*Work request*. The expected output is the full set of entries, retyped verbatim, pictures excluded.

*Supplied records*.
───
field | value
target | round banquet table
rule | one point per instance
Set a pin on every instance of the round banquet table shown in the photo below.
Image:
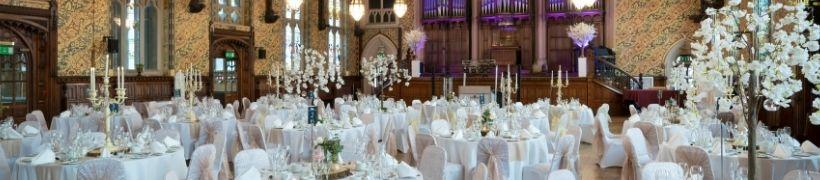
(154, 167)
(522, 153)
(189, 135)
(352, 139)
(15, 148)
(768, 167)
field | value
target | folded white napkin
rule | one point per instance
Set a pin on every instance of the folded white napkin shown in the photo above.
(405, 171)
(459, 134)
(45, 156)
(288, 125)
(250, 174)
(357, 121)
(781, 151)
(172, 119)
(274, 122)
(539, 114)
(30, 131)
(65, 114)
(170, 142)
(810, 148)
(10, 134)
(533, 130)
(158, 147)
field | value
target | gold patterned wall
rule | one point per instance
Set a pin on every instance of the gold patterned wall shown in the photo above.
(37, 4)
(268, 36)
(191, 36)
(645, 30)
(81, 25)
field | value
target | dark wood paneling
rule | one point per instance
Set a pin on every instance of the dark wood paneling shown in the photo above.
(139, 89)
(532, 89)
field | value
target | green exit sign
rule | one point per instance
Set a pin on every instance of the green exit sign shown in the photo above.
(6, 48)
(230, 54)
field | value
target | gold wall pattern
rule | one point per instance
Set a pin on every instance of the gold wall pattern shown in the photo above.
(81, 25)
(646, 30)
(191, 35)
(268, 36)
(37, 4)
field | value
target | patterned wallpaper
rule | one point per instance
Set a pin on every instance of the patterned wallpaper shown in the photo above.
(644, 35)
(191, 36)
(37, 4)
(268, 36)
(81, 25)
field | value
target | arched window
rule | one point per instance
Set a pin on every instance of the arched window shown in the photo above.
(231, 12)
(137, 26)
(293, 38)
(335, 32)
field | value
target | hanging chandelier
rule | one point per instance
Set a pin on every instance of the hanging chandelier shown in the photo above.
(581, 4)
(294, 4)
(357, 9)
(400, 8)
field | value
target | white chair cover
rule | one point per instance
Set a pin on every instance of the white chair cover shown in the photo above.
(246, 159)
(171, 175)
(411, 136)
(101, 169)
(609, 147)
(436, 167)
(440, 127)
(573, 155)
(251, 136)
(561, 175)
(694, 156)
(637, 154)
(38, 115)
(795, 174)
(494, 153)
(653, 171)
(5, 169)
(652, 136)
(422, 142)
(202, 161)
(480, 172)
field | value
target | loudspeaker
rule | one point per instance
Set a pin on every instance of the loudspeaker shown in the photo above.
(261, 53)
(112, 45)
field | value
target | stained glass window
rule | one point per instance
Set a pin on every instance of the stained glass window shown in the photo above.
(293, 38)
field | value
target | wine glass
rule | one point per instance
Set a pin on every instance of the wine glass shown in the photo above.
(696, 172)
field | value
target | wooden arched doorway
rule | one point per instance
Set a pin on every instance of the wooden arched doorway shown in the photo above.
(28, 74)
(231, 66)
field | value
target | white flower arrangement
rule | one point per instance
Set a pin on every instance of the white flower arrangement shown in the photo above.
(384, 71)
(581, 34)
(721, 53)
(414, 39)
(316, 71)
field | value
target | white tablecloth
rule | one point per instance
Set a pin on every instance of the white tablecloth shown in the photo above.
(189, 134)
(522, 153)
(135, 169)
(768, 168)
(353, 140)
(15, 148)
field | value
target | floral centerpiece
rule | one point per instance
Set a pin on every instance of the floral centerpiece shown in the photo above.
(383, 71)
(331, 148)
(415, 39)
(314, 72)
(487, 119)
(752, 57)
(581, 34)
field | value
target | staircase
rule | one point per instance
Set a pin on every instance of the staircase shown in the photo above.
(612, 77)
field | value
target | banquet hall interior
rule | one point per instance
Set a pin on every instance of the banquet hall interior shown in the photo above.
(409, 89)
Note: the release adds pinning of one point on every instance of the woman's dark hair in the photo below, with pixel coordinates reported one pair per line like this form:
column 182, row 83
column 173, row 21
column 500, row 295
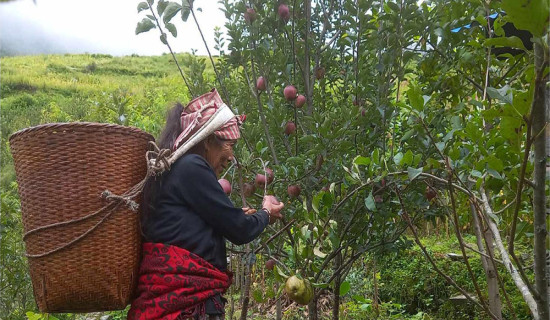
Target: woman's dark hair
column 166, row 140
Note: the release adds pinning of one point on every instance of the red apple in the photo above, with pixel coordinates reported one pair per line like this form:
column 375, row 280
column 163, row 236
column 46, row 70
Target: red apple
column 319, row 162
column 250, row 15
column 270, row 264
column 260, row 84
column 320, row 73
column 260, row 180
column 248, row 189
column 293, row 191
column 290, row 128
column 284, row 13
column 300, row 101
column 270, row 175
column 290, row 93
column 226, row 185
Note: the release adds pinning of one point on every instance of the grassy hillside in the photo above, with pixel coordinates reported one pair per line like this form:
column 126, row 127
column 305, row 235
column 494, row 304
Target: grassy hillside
column 129, row 90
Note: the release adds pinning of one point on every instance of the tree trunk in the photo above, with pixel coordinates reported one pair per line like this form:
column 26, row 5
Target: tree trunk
column 375, row 299
column 539, row 196
column 312, row 307
column 522, row 287
column 495, row 304
column 337, row 281
column 279, row 306
column 245, row 294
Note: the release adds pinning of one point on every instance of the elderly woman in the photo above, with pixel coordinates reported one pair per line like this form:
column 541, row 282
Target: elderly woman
column 187, row 217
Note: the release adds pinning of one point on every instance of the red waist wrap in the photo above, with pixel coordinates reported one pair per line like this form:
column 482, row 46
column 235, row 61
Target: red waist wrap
column 174, row 284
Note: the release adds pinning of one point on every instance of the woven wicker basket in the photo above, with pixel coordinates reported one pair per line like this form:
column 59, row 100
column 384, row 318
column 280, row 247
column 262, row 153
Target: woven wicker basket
column 62, row 169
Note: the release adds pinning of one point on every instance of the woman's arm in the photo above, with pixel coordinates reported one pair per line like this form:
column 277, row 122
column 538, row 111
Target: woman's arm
column 196, row 183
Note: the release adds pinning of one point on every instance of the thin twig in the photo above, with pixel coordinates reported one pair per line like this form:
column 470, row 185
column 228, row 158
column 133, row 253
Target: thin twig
column 171, row 51
column 450, row 280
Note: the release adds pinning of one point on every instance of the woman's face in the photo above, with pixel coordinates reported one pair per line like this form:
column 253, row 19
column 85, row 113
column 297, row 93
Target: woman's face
column 219, row 154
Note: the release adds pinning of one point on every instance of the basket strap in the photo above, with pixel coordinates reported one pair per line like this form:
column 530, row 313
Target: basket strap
column 80, row 237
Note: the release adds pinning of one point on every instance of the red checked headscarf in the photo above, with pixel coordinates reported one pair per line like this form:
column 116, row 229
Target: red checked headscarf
column 197, row 113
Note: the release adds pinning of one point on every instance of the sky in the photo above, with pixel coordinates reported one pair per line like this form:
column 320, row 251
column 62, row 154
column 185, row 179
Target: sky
column 98, row 26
───
*Written answer*.
field | value
target | round banquet table
rule | one point per instance
Set a pin on every instance of the round banquet table shown in the photo below.
Image:
(154, 167)
(522, 153)
(189, 135)
(352, 139)
(15, 148)
(768, 167)
field | value
target | folded white napkin
rule | one point per instance
Set a pin on every instance of the folded white napkin shown in the photo above.
(405, 171)
(459, 134)
(45, 156)
(288, 125)
(250, 174)
(357, 121)
(781, 151)
(172, 119)
(274, 122)
(539, 114)
(30, 131)
(65, 114)
(170, 142)
(810, 148)
(10, 134)
(533, 130)
(158, 147)
field | value
target | gold patterned wall
rule | one point per instance
Set a pin on every instance of the gold patterned wall shown in the photo above.
(37, 4)
(268, 36)
(191, 36)
(645, 30)
(81, 25)
field | value
target | dark wood paneling
rule | one point per instance
Set a pin on every instance of the dark wood paneling shown in the photo above.
(139, 89)
(532, 89)
field | value
target | green exit sign
rule | one point per instance
Set a pin on every instance of the green exit sign shown in the photo above.
(6, 48)
(230, 54)
field | value
target | gold wall pattern
rule | one point per instance
Set a pin on every instance of the gold wall pattern shown in the photo above.
(81, 25)
(646, 30)
(191, 35)
(268, 36)
(37, 4)
field | value
target | patterned wallpaper
rule | one point per instance
Set a pin on every instance of the patterned wallpaper shown in the photo above.
(644, 35)
(191, 36)
(37, 4)
(268, 36)
(81, 25)
field | value
target | arched window
rule | one point per instance
Set a pin on every instance of the arched window shown in the photo above.
(231, 12)
(137, 26)
(293, 38)
(335, 32)
field | value
target | hanging chandelier
rule | one point per instance
Set a pin on every instance of the hanging chandelier shown in the photo above.
(581, 4)
(294, 4)
(357, 9)
(400, 8)
field | value
target | white chair cover
rule | one point per instance
Set a pin on every instance of the white chair cover shown in the photo above.
(246, 159)
(171, 175)
(411, 136)
(101, 169)
(609, 147)
(436, 167)
(440, 127)
(573, 155)
(251, 136)
(561, 175)
(694, 156)
(637, 154)
(38, 115)
(795, 174)
(494, 153)
(653, 171)
(5, 169)
(652, 136)
(422, 142)
(202, 161)
(480, 172)
field | value
target | loudspeaker
rule | one point per instance
Set a pin on every instance of the loudspeaker shown in the photo above.
(261, 53)
(112, 45)
field | value
target | stained glass window
rule | one point per instance
Set a pin on every instance of the stained glass window shown in the photo above.
(293, 38)
field | value
target | wine glass
rule | one point per instance
Set a pin on every instance of the wine glass shown in the photo above.
(696, 172)
field | value
target | wooden arched doorway
rule | one point per instance
Set a pin on every instance of the wooden arched doorway shown in the photo above.
(28, 74)
(231, 66)
field | value
target | white flower arrangement
rule | one point per instance
Set a pin on every instance of the white flower arrangement shown in the photo above.
(384, 71)
(581, 34)
(721, 53)
(414, 39)
(316, 71)
field | value
target | white tablecloth
rule | one point per instance
Set a pin on every instance of the white tablecloth shown in the photo above.
(189, 134)
(522, 153)
(135, 169)
(768, 168)
(353, 140)
(15, 148)
field | value
target | floral centerpiece
rule | one point per instance
Set a pin on every instance of the floral centerpiece shown in the photo above.
(383, 71)
(331, 148)
(415, 39)
(314, 72)
(487, 119)
(752, 57)
(581, 34)
field | value
target | staircase
rule | one point per instance
Set a pin on every instance of the staircase shown in the photo above.
(612, 77)
field | value
target | banquet hall interior
rule | one point per instance
Set a pin on every instance of the banquet hall interior shown in the photo above.
(409, 89)
Note: the release adds pinning of one point on every instance of the woman's dark hair in the photo below, with pixel coordinates reported one pair per line like this form:
column 182, row 83
column 173, row 21
column 500, row 295
Target: woman's dark hair
column 166, row 140
Note: the release adds pinning of one point on every instance of the red apple in the photo above, with pixel coordinates reported one pair per line like this form:
column 375, row 280
column 163, row 236
column 46, row 70
Target: red apple
column 319, row 162
column 250, row 15
column 270, row 264
column 260, row 84
column 320, row 73
column 260, row 180
column 248, row 189
column 293, row 191
column 290, row 128
column 284, row 13
column 300, row 101
column 270, row 175
column 290, row 93
column 226, row 185
Note: the release adds pinning of one point on every instance of the grassy hillside in the photo above, with pixel coordinates reported one pair per line like this form:
column 126, row 127
column 305, row 235
column 494, row 304
Target: grassy hillside
column 129, row 90
Note: the release adds pinning of one point on every instance of the tree trunk in the photo above, with pixel coordinates reported one pair per line like this form:
column 26, row 5
Target: tree trunk
column 375, row 299
column 539, row 196
column 312, row 307
column 522, row 287
column 495, row 304
column 337, row 281
column 279, row 306
column 245, row 294
Note: the release adds pinning of one point on every instance of the elderly woman in the photo above, with pixel coordinates reported one pair per line like this form:
column 541, row 282
Target: elderly woman
column 187, row 217
Note: the release adds pinning of one point on every instance of the red waist wrap in the photo above, with pixel coordinates reported one pair per line like this form:
column 482, row 46
column 235, row 61
Target: red waist wrap
column 174, row 284
Note: the release adds pinning of one point on every instance of the woven wicker basket in the photo above, with pixel coordinates reported one pair per line like this form:
column 59, row 100
column 384, row 318
column 280, row 247
column 262, row 153
Target: woven wicker basket
column 62, row 169
Note: the release adds pinning of one point on every instance of the woman's arm in the photo above, with pixel coordinates reported one pair per line like this form:
column 277, row 122
column 538, row 111
Target: woman's arm
column 196, row 183
Note: the release adds pinning of one point on every instance of the thin twig in the photo above, with pixel coordinates reported one pair per line like this form:
column 470, row 185
column 228, row 158
column 133, row 253
Target: thin twig
column 171, row 51
column 450, row 280
Note: the release adds pinning of one point on every instance of the woman's face in the photo above, with pixel coordinates reported one pair per line like this form:
column 253, row 19
column 85, row 113
column 297, row 93
Target: woman's face
column 219, row 154
Note: the release adds pinning of one point on every instance of the basket strap in the photo above, with pixel coordinates reported one pair per line like this form:
column 530, row 313
Target: basket strap
column 80, row 237
Note: the release adds pinning of one point on every instance of the red checked headscarf in the photo above, with pixel coordinates reported one pair per line like this form:
column 116, row 229
Target: red checked headscarf
column 197, row 113
Note: the release adds pinning of one point on every instance of the sky in the photo above, with pixel coordinates reported one pair per line like this form:
column 320, row 251
column 62, row 154
column 185, row 179
Target: sky
column 98, row 26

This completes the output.